Exercise prompt:
Copy out the data below with every "identify" changed to "locate" and nothing else altered. Leave out the pictures.

Listing:

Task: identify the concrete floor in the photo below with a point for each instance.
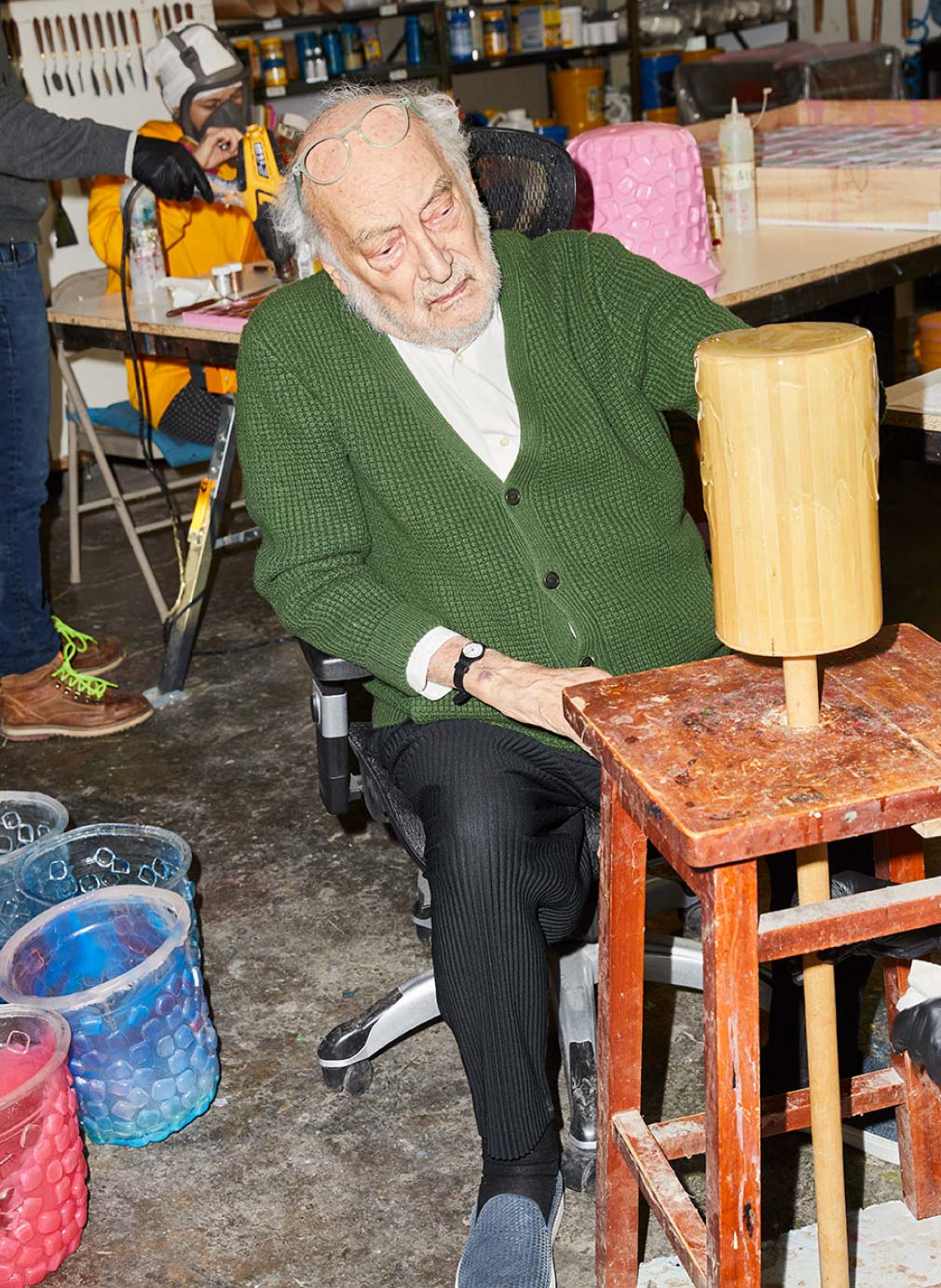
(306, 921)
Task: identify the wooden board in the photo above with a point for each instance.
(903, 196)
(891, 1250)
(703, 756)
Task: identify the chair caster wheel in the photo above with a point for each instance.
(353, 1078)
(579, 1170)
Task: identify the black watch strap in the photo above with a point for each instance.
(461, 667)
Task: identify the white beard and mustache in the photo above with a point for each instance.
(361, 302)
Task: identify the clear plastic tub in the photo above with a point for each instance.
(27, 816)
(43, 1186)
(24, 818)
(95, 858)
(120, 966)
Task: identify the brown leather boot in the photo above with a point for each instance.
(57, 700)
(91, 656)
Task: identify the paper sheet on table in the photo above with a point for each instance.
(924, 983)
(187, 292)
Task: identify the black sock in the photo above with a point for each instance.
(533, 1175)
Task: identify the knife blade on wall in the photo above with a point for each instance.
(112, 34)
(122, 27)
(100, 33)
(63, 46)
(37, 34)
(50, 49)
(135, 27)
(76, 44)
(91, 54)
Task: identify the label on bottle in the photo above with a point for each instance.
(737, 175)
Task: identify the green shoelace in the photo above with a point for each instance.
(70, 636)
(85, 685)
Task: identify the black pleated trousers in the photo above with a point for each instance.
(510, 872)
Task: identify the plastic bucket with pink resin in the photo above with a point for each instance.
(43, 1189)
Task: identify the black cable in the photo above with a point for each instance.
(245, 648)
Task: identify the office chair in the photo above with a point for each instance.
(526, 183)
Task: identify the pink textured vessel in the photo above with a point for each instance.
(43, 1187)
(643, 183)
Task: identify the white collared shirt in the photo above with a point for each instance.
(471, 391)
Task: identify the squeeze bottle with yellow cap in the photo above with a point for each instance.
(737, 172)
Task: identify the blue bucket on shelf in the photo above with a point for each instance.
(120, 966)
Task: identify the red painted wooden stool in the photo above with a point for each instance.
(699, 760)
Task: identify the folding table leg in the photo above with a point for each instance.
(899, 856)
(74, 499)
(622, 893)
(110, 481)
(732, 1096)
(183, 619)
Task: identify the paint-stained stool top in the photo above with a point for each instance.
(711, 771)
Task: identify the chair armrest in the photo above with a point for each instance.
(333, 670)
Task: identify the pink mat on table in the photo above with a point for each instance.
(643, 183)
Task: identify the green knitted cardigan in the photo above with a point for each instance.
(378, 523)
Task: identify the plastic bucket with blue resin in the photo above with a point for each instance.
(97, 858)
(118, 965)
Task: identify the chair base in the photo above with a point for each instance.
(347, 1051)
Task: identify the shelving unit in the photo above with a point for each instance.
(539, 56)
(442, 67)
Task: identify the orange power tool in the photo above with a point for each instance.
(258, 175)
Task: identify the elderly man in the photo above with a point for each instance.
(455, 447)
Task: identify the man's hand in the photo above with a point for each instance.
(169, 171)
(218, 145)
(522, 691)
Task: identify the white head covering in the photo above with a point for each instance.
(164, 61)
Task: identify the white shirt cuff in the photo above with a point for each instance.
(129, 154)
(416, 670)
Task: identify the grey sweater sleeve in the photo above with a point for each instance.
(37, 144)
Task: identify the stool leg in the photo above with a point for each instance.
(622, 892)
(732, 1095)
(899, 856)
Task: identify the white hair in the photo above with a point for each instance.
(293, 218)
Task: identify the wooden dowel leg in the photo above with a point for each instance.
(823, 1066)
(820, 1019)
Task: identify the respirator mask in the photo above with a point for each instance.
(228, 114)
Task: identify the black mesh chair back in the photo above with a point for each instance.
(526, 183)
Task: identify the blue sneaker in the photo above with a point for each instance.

Answer to this problem:
Task: locate the concrete floor in the photo below with a point for each instance.
(306, 921)
Task: locate the wooden board in the photo above with a point for each instance.
(903, 196)
(891, 1250)
(703, 756)
Task: locate the chair caster wheel in the photo above with a point for each instance.
(353, 1078)
(579, 1170)
Task: locate the black watch strap in the photo above with a point for each instance.
(461, 667)
Task: locate the white beard and mustache in the photo above with a point for each instance.
(361, 302)
Task: locate the clear plastic tub in the photo above with a point for each instance.
(27, 816)
(43, 1186)
(24, 818)
(95, 858)
(120, 966)
Task: locate the brown leather boot in the photo above with a point for each instance.
(57, 700)
(91, 656)
Task: locate the paper sheet on table in the photo above with a point for each instance.
(924, 983)
(187, 292)
Task: locate the black sock in the photo above with a point for each instance.
(533, 1175)
Task: locate the knife blade on wall in the photo above with a point for each instance.
(112, 34)
(122, 27)
(100, 33)
(63, 46)
(37, 34)
(50, 49)
(135, 27)
(76, 44)
(91, 54)
Task: locate the label on bottle in the photo above with a point for each instance.
(737, 175)
Task: locate the green shoelace in the photo above with a point for each instance.
(70, 636)
(85, 685)
Task: locate the black pleated trousers in the photo above with a point for each instance.
(510, 872)
Task: locate the plastic bucket with pink resin in the photo above with a point for each instance.
(43, 1189)
Task: locate the black cable in the photo above with a point for each instance.
(245, 648)
Task: locate the office chair in the photo above with a point for each instance.
(526, 183)
Task: locate the pink textured vessel in the photo above with a point for each instance.
(43, 1187)
(643, 183)
Task: locate the white collared shirt in the photo above with a point for each instance.
(471, 391)
Task: locate the squeeze bottle with yellow cap in the photo above with a point for each instance.
(737, 172)
Task: locate the blue bucket on shelf in the photo above with a point for each instance.
(120, 966)
Task: locate the red painted wooden stool in the photo above with a point for each instance.
(699, 760)
Task: locate the folding table leg in the photo above with a point for each instance.
(899, 856)
(74, 499)
(622, 893)
(110, 481)
(732, 1096)
(183, 619)
Task: locate the paint-stained stool top in the photo above with a point for each instance.
(711, 771)
Task: locate the chair armrest in the photo above with a point for each instance.
(333, 670)
Task: locate the pink mat on table in the photo above with a point for each instance.
(643, 183)
Task: locate the green knitted cardigan in the photo above with a point for each instance.
(378, 523)
Task: locate the plastic bucket with blue resin in the photo above with a point for each instance.
(97, 858)
(118, 965)
Task: locate the chair base in the photo above with a point for each instance.
(347, 1051)
Task: locate the shelving unit in the photo above with a point for each instance.
(539, 56)
(442, 67)
Task: locate the orange power tool in the photo above with a point for each instance.
(258, 175)
Task: locate the elderly man in the photo above with a point for each instance.
(455, 447)
Task: locate the man's hand in the photo above with a point for each instance.
(169, 171)
(218, 145)
(522, 691)
Task: locate the white head covering in the photo above with a point for each instance.
(164, 61)
Task: locate the white shirt cuff in the photo above with a point for each instance.
(129, 154)
(416, 670)
Task: locate the grey sweater sleeve in the photo above with a point for each instance.
(37, 144)
Task: locate the stool leg in the photo above with a point for each instance.
(622, 892)
(732, 1095)
(899, 856)
Task: locate the white hair in the photo above with a point for each instance.
(293, 218)
Task: locate the wooden dowel leg in the photo above with a point for each instance.
(823, 1066)
(820, 1019)
Task: locate the respirator mask in the photo above with a point for each instance.
(228, 114)
Task: locate the black mesh chair back in the photo above with a point for each instance.
(526, 183)
Task: locate the blue sneaker in the photo above with a point for each instance.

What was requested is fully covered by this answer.